» Exercise description
Write out, word for word, the stretch of the "I made it" poems that opens with the words containing "Had another flip" and closes with "wasn't for them.".

» Text extract
===

Closing my eyes reveals a face cold and dark
Started back then, open smile, open heart
Torn apart, crimson stains on my cheeks, bleak
Still emotionless, weak, stunned but still manage to speak
Release relentless agression just to question their obsessions
Walked the same path, no shame, this is my confession
Justify your handheld pride inside you are mistaken
Imagine hatred overtaken all of love, leaving you shaken
Love will bleed, coloring sleeves, as I have found
Rose from nothing, I made it, look at me now

____________________________________________________________

Hear the beat with that bump? I made it

See this fatass blunt filled up with skunk? I made it

See the crack dealer on the corner? I made it possible for them to meet the coroner

See what I was and what I'm now? I made it​


Not my best work but you have those kinda days :P
 
i made it

i made it all come crashing down
with words and promises broken
empty bottle on the ground
downed like an oponent
it felt so good at first
till i lost you and worse
i cant get you back
i made it too hard
now ive pushed you too far
with the holes i punched in your wall
and the stupid drunken calls
i made it end
with that empty bottle on the floor
i made it end
when i called you a dirty whore
i made it end
its all gone but i still want more
 
I made it, but it wasn't for you.
Had another flip trick in mind;
your acolytes are calling while they're falling
for some new hip dangling ultra-pleasant child.

I made it, but it wasn't for me.
Seven layered armistice for travelling behind;
my stalactites beseeching while they're reaching
for the mighty nascent salamander wild.

I made it but it wasn't for them.
Seven feathered bat-wing branded molecules resigned;
their empathic fights receding while they're bleeding
over mutual careless trembling units, undulating kind.

I made it, but it wasn't for us.
Tranquil, even trophies balance harp-strings intertwined.
our Sunday nights extending while they're tending
to fresh tumbles, deftly emptiness reclined.

(I made it, but now I feel dirty)
 
LvMkngFlwrChld said:
i made it all come crashing down
with words and promises broken
empty bottle on the ground
downed like an oponent
it felt so good at first
till i lost you and worse
i cant get you back
i made it too hard
now ive pushed you too far
with the holes i punched in your wall
and the stupid drunken calls
i made it end
with that empty bottle on the floor
i made it end
when i called you a dirty whore
i made it end
its all gone but i still want more

i think this is a good piece of work. i like your interpretation of "i made it," as being negative.

===

» Supplied material
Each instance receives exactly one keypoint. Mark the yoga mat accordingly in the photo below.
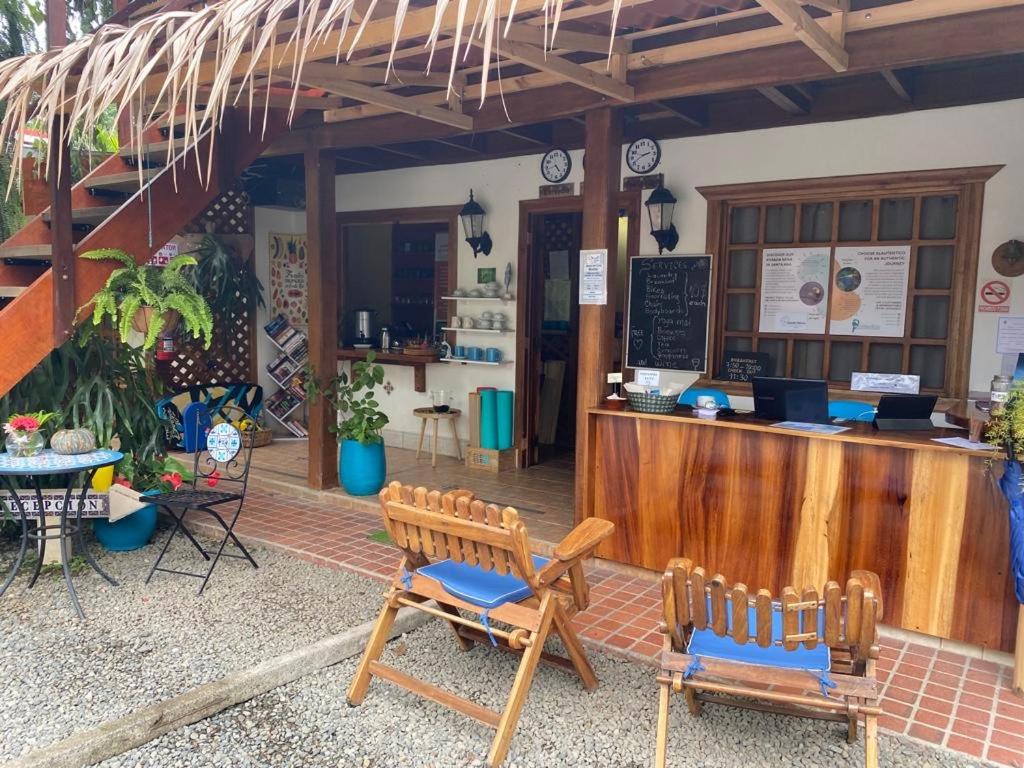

===

» The completed task
Had another flip trick in mind;
your acolytes are calling while they're falling
for some new hip dangling ultra-pleasant child.

I made it, but it wasn't for me.
Seven layered armistice for travelling behind;
my stalactites beseeching while they're reaching
for the mighty nascent salamander wild.

I made it but it wasn't for them.